## [Tasks and exercises]
(A) Reproduce the passage of the essay on Airbnb living from "For many nomadic" up to and including "my lack thereof.".
(B) In one to three sentences, state why, according to the essay on Airbnb living, Airbnb seemed a solid way for the writer to find places before the pandemic.
━━━━━ Text block
For many nomadic week-to-week renters, this past year’s been both terrifying and enlightening.
Imagine: The end of the world begins, and you wake up living in a house full of zombies.
Last March, as restrictions and lockdowns due to the COVID-19 pandemic began to get serious in Boston, that is how I felt. At the time, as is still the case now, I was living in an Airbnb in Brighton, and as a result of my living situation, the apocalypse hit that much closer to home, or rather my lack thereof.
For someone like me, who doesn’t know what to do with his life and who doesn’t have enough money for the three or four months you have to pay in advance to rent a room (first and last and deposit plus broker fee), Airbnb seemed like a solid way to find places before the pandemic. In Brighton, I pay $240 a week for a bright and spacious room with a queen-size bed, two convenient desks with comfortable chairs, useful cabinets, and four windows. The three-story home has 10 bedrooms, four nice bathrooms, and a spacious and meticulously equipped kitchen—all recently restored. Also Wi-Fi and laundry. In addition to being a comfortable and inexpensive place to live, compared to other options in and around Boston, Airbnb was my best bet because, as a freelance journalist, when I have to travel, I simply leave for the allotted time and do not have to pay for weeks that I’m away.
━━━━━━━━━━
━━━━━ Supplied data
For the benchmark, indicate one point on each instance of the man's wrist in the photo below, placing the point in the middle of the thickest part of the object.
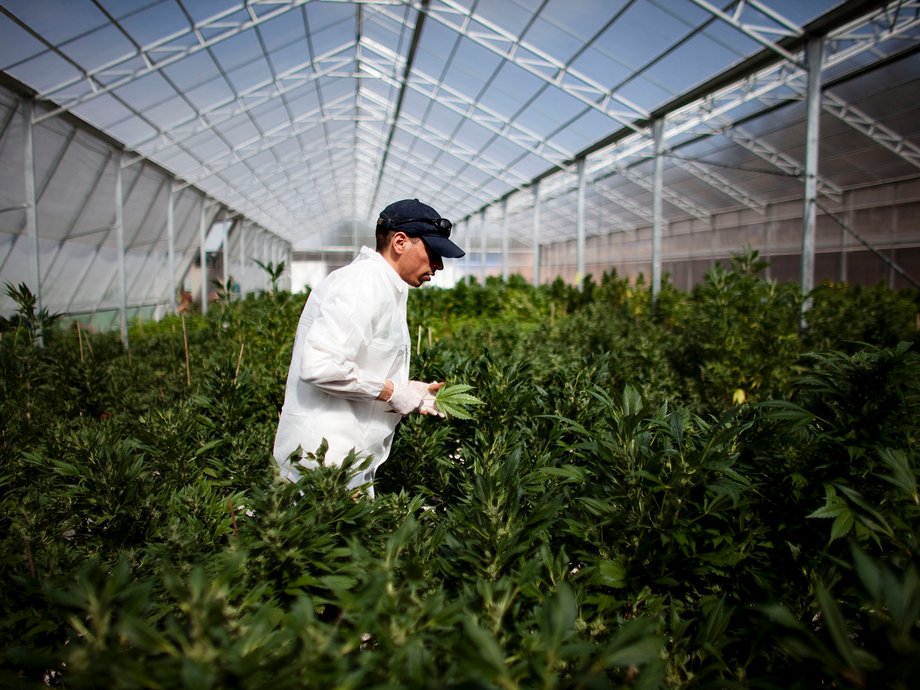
━━━━━━━━━━
## [Results for the exercise]
(A)
For many nomadic week-to-week renters, this past year’s been both terrifying and enlightening.
Imagine: The end of the world begins, and you wake up living in a house full of zombies.
Last March, as restrictions and lockdowns due to the COVID-19 pandemic began to get serious in Boston, that is how I felt. At the time, as is still the case now, I was living in an Airbnb in Brighton, and as a result of my living situation, the apocalypse hit that much closer to home, or rather my lack thereof.

(B) The writer did not know what to do with life and lacked enough money for the three or four months that must be paid in advance to rent a room, namely first and last month, deposit, and broker fee. Airbnb avoided that upfront cost.